**Exercise objective:** Report each line of the data that includes the word "query".

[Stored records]
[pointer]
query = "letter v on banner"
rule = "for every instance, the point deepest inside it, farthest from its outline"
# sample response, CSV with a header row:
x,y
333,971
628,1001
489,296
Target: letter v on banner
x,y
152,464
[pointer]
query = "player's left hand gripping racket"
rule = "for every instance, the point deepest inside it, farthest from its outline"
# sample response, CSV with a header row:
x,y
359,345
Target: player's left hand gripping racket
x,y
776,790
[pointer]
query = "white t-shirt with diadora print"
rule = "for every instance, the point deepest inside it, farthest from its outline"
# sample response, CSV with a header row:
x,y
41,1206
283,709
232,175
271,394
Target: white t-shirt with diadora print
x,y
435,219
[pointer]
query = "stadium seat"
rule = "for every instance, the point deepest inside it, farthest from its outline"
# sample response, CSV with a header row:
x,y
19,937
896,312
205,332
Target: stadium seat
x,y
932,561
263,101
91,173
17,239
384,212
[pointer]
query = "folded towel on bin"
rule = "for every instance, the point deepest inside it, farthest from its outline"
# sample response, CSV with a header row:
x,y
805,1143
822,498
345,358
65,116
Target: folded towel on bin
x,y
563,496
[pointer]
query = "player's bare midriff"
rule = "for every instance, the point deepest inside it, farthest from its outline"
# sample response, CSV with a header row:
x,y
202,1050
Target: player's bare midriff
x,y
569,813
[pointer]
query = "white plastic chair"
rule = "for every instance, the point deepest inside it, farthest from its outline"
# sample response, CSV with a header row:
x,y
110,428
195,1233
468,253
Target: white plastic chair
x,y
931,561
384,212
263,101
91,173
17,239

**Result of the exercise:**
query = "letter v on banner"
query = "player's left hand gripping racket"
query = "white t-shirt with diadora print"
query = "stadium seat"
query = "folded towel on bin"
query = "player's bare midriff"
query = "white plastic chair"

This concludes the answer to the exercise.